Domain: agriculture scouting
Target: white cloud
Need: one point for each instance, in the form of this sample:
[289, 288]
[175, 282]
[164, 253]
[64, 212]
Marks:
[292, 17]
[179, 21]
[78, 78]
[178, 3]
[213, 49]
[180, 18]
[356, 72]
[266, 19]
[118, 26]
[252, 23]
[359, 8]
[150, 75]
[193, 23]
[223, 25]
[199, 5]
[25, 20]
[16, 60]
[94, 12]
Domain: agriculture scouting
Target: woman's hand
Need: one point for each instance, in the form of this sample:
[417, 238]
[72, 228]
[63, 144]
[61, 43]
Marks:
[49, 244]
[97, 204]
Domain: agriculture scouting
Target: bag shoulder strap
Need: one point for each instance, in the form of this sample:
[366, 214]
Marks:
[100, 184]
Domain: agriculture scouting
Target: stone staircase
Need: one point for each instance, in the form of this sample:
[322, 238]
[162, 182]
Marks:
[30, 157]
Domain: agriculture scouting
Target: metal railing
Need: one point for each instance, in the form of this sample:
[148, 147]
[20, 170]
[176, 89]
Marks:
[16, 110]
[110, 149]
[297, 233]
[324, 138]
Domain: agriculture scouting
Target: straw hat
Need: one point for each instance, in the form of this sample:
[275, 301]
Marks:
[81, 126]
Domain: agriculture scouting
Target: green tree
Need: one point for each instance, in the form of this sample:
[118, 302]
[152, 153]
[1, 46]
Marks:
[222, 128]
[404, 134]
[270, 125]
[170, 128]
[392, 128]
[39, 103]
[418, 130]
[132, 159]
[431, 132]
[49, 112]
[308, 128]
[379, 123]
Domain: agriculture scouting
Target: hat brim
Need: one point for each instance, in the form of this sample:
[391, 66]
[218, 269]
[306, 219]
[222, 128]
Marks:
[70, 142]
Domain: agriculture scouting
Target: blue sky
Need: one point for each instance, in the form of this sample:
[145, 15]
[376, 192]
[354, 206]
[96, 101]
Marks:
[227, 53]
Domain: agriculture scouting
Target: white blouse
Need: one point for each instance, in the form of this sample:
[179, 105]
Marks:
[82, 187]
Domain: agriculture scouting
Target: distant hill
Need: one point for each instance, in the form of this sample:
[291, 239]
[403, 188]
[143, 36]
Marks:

========

Exactly reproduce every record.

◆ THE REPLY:
Domain: agriculture scouting
Target: white cloud
Need: one point for each instance, in the form of this sample:
[289, 288]
[175, 282]
[164, 253]
[64, 212]
Marks:
[292, 17]
[179, 21]
[78, 78]
[178, 3]
[213, 49]
[180, 18]
[356, 72]
[266, 19]
[118, 26]
[252, 23]
[359, 8]
[150, 75]
[193, 23]
[223, 25]
[199, 5]
[25, 20]
[16, 60]
[94, 12]
Domain: agriculture scouting
Target: woman's hand
Need: one point for each instance, in the form of this sample:
[417, 238]
[72, 228]
[63, 144]
[61, 43]
Marks:
[49, 244]
[97, 204]
Domain: agriculture scouting
Target: bag shoulder strap
Need: one point for each instance, in the form of this sample:
[366, 214]
Marks:
[100, 184]
Domain: agriculture scouting
Target: stone staircase
Need: one point for each instance, in the form of this sample:
[322, 238]
[162, 182]
Marks:
[30, 157]
Domain: agriculture scouting
Target: metal railing
Need: one point for each instance, in the form of this sample:
[148, 147]
[20, 170]
[176, 89]
Marks:
[16, 110]
[110, 149]
[297, 233]
[324, 138]
Domain: agriculture scouting
Target: straw hat
Need: one point for each instance, in the form of this sample:
[275, 301]
Marks:
[81, 126]
Domain: agriculture scouting
Target: green tree
Need: one point for each instance, in the form of this sample:
[118, 302]
[152, 153]
[1, 46]
Marks:
[222, 128]
[404, 134]
[270, 125]
[170, 128]
[392, 128]
[39, 103]
[418, 130]
[132, 159]
[431, 132]
[49, 112]
[308, 128]
[379, 123]
Domain: agriculture scouting
Target: hat brim
Need: one point for each instance, in the form of this sample:
[391, 66]
[218, 269]
[306, 219]
[222, 128]
Marks:
[70, 142]
Domain: agriculture scouting
Target: blue sky
Need: one point for each instance, in the form of this sample:
[145, 15]
[376, 192]
[354, 206]
[96, 101]
Marks:
[227, 53]
Domain: agriculture scouting
Target: white blouse
Need: one point for each instance, in the form of this sample:
[179, 105]
Marks:
[82, 187]
Domain: agriculture scouting
Target: distant hill
Need: one point for each instance, in the form of this sample:
[291, 239]
[403, 188]
[143, 36]
Marks:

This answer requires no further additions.